## PROBLEM TO WORK ON
Identify every line of the records that contains the string "approximate" and copy each such line in full. Matches must agree in case.
=== Section Start ===
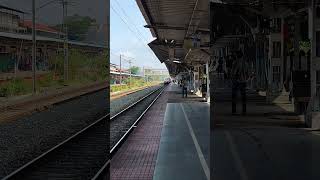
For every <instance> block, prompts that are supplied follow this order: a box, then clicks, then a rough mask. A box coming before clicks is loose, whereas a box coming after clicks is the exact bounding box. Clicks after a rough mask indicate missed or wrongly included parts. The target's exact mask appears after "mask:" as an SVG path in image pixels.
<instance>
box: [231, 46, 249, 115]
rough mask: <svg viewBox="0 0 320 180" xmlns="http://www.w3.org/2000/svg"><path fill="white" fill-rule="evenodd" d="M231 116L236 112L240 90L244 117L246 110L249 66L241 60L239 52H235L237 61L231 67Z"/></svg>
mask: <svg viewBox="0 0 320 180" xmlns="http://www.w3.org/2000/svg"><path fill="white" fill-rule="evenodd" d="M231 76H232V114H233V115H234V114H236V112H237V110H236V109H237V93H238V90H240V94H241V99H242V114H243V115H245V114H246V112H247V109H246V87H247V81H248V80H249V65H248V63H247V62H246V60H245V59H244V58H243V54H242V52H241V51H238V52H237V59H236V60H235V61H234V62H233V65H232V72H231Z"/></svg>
=== Section End ===
=== Section Start ===
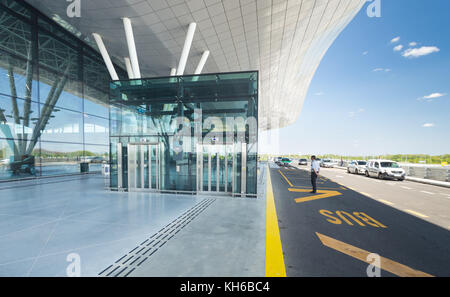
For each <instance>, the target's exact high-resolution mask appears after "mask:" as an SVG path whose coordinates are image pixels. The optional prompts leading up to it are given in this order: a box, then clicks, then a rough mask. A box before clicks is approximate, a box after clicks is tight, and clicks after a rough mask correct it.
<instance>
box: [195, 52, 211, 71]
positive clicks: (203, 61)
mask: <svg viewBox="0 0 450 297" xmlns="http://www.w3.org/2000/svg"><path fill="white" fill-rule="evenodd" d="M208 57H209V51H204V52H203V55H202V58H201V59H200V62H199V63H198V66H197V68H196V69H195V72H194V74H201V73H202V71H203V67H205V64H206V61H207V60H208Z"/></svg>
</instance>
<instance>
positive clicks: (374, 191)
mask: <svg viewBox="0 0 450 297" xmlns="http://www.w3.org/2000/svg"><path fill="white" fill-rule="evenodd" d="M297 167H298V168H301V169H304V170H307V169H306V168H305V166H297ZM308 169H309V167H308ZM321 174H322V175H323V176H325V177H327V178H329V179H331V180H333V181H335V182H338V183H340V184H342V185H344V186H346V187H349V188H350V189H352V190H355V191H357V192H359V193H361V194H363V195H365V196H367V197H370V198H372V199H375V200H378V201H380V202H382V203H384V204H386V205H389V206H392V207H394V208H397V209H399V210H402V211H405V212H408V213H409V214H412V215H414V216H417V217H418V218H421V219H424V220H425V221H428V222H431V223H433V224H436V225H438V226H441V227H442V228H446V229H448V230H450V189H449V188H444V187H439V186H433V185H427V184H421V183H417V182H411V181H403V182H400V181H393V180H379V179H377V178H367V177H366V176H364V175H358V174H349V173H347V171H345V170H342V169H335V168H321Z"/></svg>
=== Section End ===
=== Section Start ===
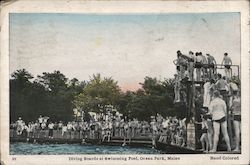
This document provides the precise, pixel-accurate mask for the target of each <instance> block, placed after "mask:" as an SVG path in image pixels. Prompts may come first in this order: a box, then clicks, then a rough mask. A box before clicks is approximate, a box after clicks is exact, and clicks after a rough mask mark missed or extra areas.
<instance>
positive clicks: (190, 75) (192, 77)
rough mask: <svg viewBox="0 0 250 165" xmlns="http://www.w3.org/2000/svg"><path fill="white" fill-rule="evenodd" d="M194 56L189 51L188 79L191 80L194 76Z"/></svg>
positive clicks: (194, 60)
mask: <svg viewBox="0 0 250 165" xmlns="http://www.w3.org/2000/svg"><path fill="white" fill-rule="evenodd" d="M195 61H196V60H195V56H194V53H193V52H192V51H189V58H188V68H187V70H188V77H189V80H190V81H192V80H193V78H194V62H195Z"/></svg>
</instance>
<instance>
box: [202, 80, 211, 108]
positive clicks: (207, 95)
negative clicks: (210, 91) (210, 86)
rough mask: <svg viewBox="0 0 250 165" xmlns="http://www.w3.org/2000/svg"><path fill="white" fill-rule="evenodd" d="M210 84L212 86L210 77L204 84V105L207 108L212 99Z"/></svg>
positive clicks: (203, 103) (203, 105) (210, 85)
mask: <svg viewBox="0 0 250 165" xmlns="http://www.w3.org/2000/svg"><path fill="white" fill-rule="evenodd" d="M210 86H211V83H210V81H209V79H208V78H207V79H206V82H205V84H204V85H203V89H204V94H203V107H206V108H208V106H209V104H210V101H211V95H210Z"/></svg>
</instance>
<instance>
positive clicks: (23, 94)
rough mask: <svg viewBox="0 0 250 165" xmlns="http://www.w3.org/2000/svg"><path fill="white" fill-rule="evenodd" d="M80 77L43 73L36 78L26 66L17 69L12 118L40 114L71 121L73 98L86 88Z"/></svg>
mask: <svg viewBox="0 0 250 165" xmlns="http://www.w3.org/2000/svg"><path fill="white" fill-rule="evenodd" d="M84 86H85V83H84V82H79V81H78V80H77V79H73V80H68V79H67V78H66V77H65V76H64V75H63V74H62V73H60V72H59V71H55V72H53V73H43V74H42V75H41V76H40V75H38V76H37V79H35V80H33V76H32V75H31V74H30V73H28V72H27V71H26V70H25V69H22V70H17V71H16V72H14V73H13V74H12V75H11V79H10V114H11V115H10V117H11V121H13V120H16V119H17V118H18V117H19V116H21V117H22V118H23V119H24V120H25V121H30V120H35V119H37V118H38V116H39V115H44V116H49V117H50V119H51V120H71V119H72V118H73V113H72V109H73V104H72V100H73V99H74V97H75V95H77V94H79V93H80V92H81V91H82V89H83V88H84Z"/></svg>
=== Section End ===
## OUTPUT FOR THIS EXERCISE
For each <instance>, the target's exact high-resolution mask appears after "mask:" as an SVG path whose coordinates are image pixels. The optional prompts leading up to it are given in this order: a box, then clicks, then a rough mask. A box before clicks is approximate, a box after clicks is tight, and clicks after a rough mask correct it.
This document provides the precise, pixel-accurate mask for the target of each <instance> block, placed after "mask:" as an SVG path in image pixels. Prompts may come first in this order: a box, then clicks, then a rough mask. A box before clicks is approximate, a box after clicks is exact, and clicks after a rough mask mark missed or extra areas.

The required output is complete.